WHAT YOU SHOULD DO
Quote in full the passage below on how magnitude, signal-to-noise ratio, and epicentral distance affect the classification of seismic events.

The results presented in this study demonstrate the efficiency of the CNN for the classification of natural and anthropogenic events but also highlight that some events are misclassified by the neural network. Among other parameters, SNR of the data can be a factor impacting the performance of the model. A proxy to address this issue is the magnitude of the events, as the lower the energy the lower the SNR (for a given distance). Fig. 10(a) shows that, for Ml < 1 in the metropolitan France catalogue, about 3 per cent of the events are misclassified. Most of the events have 1 ≤ Ml ≤ 2 (68.00 per cent of the whole database) and, for these magnitudes, the accuracy reaches 98.45 per cent. Finally, for Ml > 2, the classes of all the 106 earthquakes are correctly predicted. Fig. 10(b), that shows the average SNR for each event, confirms that the discrimination is better in the highest SNR range. For SNR < 3, the accuracy collapses to 93.23 per cent while if the SNR is higher than 15, the accuracy reaches 99.01 per cent. Another parameter that impacts the performance of the model is the epicentral distance. Fig. 10(c) shows that the further the station is from the event, the lower the accuracy. For distances of more than 150 km, the accuracy drops to 92.63 per cent while for distances of less than 50 km, the accuracy reaches 97.02 per cent. This observation is also confirmed by the application on the data of the post-seismic campaign in NW France (Fig. 8). The average distance between the stations and the events is 16.89 km (Table S3, Supporting Information) and all these events were correctly classified by our method (Fig. 8b). We therefore believe that all of these parameters are in competition to obtain a classification.

RAW DATA
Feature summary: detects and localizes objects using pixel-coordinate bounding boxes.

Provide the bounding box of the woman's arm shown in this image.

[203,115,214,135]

SOLUTION
The results presented in this study demonstrate the efficiency of the CNN for the classification of natural and anthropogenic events but also highlight that some events are misclassified by the neural network. Among other parameters, SNR of the data can be a factor impacting the performance of the model. A proxy to address this issue is the magnitude of the events, as the lower the energy the lower the SNR (for a given distance). Fig. 10(a) shows that, for Ml < 1 in the metropolitan France catalogue, about 3 per cent of the events are misclassified. Most of the events have 1 ≤ Ml ≤ 2 (68.00 per cent of the whole database) and, for these magnitudes, the accuracy reaches 98.45 per cent. Finally, for Ml > 2, the classes of all the 106 earthquakes are correctly predicted. Fig. 10(b), that shows the average SNR for each event, confirms that the discrimination is better in the highest SNR range. For SNR < 3, the accuracy collapses to 93.23 per cent while if the SNR is higher than 15, the accuracy reaches 99.01 per cent. Another parameter that impacts the performance of the model is the epicentral distance. Fig. 10(c) shows that the further the station is from the event, the lower the accuracy. For distances of more than 150 km, the accuracy drops to 92.63 per cent while for distances of less than 50 km, the accuracy reaches 97.02 per cent. This observation is also confirmed by the application on the data of the post-seismic campaign in NW France (Fig. 8). The average distance between the stations and the events is 16.89 km (Table S3, Supporting Information) and all these events were correctly classified by our method (Fig. 8b). We therefore believe that all of these parameters are in competition to obtain a classification.